# [DOCUMENT EXCERPT]
⁂

Yet, things are not nearly as rosy in Japan. On the contrary, sake consumption continues to decline, as it has
since 1973. Granted, what is dropping off is the cheap stuff, inexpensive "table" sake and honjozo-shu. And, in fact, premium sake is more or less stable, or at worst declining slightly with the entire
market. Nevertheless, when we look at the bottom line, sake consumption is down, down, down.
Why, why, why? There are many reasons, but the most plausible is simply that consumers have so much more to
choose from today than they did a few years ago, not mention compared to 1973. Wine from both the old world and the new is well distributed and inexpensive. Shochu, Japan's other indigenous alcoholic
beverage, a distilled drink made from a wide range of materials, is also hugely booming in both its "single malt" premium manifestation and its multiply distilled "white liquor" mixing
version. And beyond this, every alcoholic beverage known to man has become easily available as well.
And, admittedly, the other main reason is that the image held of sake by young people in particular is
hardly a fashionable one. This is indeed a pity, and need not be the case, but the sake industry has never taken the initiative to deflect this. They will need to do so soon.
For the brewing year ending
June 30, 2004, sake production was 836,684 kiloliters, down 7.8% from the previous year. Ginjo-shu (including its legal subclass, daiginjo-shu) was down 4.4%, while junmai ginjo (and its legal subclass, junmai
daiginjo-shu) was down 2.0%. Junmai-shu, the lone star this past year, was actually up 2.7%. Hurray!
I was recently with a brewer that exports quite a bit of sake. With a chagrin-tinged smile, he
lamented "the only market that's healthy is the overseas market!" Indeed, sake consumption continues to grow almost everywhere outside of Japan. Although it is far from the level where it could
have a positive effect on the domestic situation, in time, it certainly will. Be it actual volume of consumption, or be it simply that young domestic consumers come to view sake with a fresh eye thanks to the
attention it gets overseas, we must continue to do our part. So get some good sake and enjoy it. I'll drink to that!
Good Sake to Look
This month, let us look at a few sake from Fukui Prefecture.

⁂

# [PROVIDED DATA]
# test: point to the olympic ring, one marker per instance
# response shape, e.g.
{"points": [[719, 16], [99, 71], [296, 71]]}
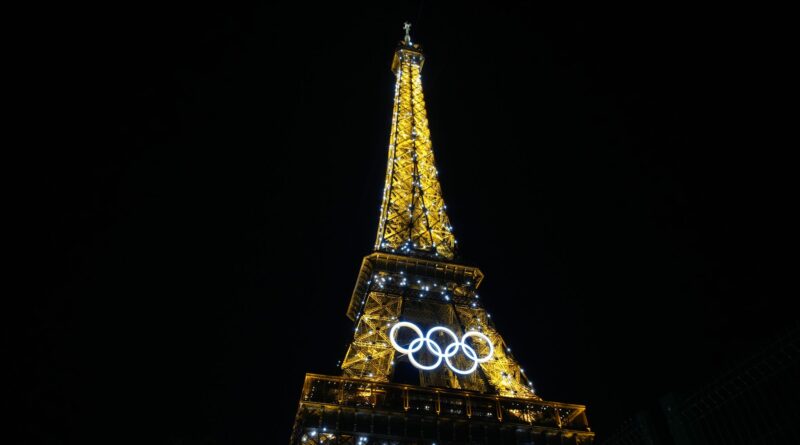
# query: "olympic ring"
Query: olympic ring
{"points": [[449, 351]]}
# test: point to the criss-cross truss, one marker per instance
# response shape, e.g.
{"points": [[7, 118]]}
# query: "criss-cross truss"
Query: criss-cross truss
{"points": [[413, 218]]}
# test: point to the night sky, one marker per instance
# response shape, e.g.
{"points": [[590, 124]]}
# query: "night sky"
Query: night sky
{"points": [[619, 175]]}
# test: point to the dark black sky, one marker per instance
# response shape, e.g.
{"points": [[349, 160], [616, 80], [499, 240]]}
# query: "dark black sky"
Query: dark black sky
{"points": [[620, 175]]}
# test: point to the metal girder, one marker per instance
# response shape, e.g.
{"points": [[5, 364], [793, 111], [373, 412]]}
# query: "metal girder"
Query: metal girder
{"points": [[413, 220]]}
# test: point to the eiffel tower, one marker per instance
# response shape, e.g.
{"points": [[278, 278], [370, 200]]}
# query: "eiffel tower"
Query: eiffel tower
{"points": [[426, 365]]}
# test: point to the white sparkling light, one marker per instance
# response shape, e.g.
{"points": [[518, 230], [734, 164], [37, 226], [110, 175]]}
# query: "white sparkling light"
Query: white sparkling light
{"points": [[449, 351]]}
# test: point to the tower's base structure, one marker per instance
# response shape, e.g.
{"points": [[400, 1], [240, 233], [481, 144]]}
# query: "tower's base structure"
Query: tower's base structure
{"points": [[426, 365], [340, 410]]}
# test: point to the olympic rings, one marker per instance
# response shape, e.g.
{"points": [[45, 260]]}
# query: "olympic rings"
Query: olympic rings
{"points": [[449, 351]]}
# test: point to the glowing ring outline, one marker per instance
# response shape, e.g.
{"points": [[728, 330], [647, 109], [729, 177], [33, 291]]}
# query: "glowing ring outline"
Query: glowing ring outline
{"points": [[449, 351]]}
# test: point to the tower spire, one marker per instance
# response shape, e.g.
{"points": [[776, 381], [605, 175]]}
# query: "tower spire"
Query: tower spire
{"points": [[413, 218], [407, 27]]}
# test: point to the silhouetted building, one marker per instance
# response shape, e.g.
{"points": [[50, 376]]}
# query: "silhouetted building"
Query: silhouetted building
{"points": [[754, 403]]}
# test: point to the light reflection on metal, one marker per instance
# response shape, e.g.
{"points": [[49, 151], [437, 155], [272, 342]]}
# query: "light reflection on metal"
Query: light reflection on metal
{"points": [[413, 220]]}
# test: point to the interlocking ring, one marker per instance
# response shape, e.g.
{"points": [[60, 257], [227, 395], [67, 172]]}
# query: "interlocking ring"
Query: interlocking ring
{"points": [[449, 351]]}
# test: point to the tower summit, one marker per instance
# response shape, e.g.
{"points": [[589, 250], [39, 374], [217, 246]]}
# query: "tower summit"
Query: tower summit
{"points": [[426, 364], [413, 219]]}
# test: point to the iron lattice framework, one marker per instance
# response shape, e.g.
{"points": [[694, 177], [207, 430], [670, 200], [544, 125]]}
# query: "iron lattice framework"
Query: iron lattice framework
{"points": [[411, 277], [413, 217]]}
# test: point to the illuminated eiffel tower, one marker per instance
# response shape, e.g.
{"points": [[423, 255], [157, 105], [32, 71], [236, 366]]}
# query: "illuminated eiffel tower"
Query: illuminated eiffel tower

⁂

# [COMPLETE THE FOLLOWING]
1. Count the lines of the records that contain the string "base", and give only that number.
2. Continue the excerpt about sake consumption, starting after its last sentence.

# [TASK-BY-TASK ANSWERS]
1. 3

2.
Yamahai Junmai Daiginjo
Actually, this sake has about every descriptor in the book on its label. It is actually a: Yamahai
Junmai Daiginjo, Nakadori, Muroka Nama Genshu. Got all that?
Let's look at that again, since in the end it is all useful information. It is a "junmai daiginjo," so it's the top grade of
sake. It is a "yamahai," meaning the yeast starter was made in a less-than-common way that yields a slightly gamy, rich flavor. "Nakadori" means it was separated from the lees in an old
method, and that this sake was taken from the best (middle of the pressing) part, "muroka" means un-(charcoal)-filtered, "nama" means unpasteurized, and "genshu" means undiluted, so
slightly higher in alcohol.
The doctorate you need in language and brewing studies just to read the label notwithstanding, it's quite a good sake. While all that "stuff" happening together
(being a yamahai as well as a muroka nama genshu) would initially put me off big-time for fear of a far too busy and humongous flavor, this sake is on the contrary slightly restrained compared to what it could
be. It is big, to be sure, but not out of control. More concretely, it exudes a spicey, cinnamon touch, with a fresh fruity initial impact, and a gently tart and gamy touch to the recesses. Very enjoyable
Also: the name would have been better rendered as "bohn," at least for those of us speaking North American English. Then again, "Born" invites all kinds of marketing angles,
so more power to them.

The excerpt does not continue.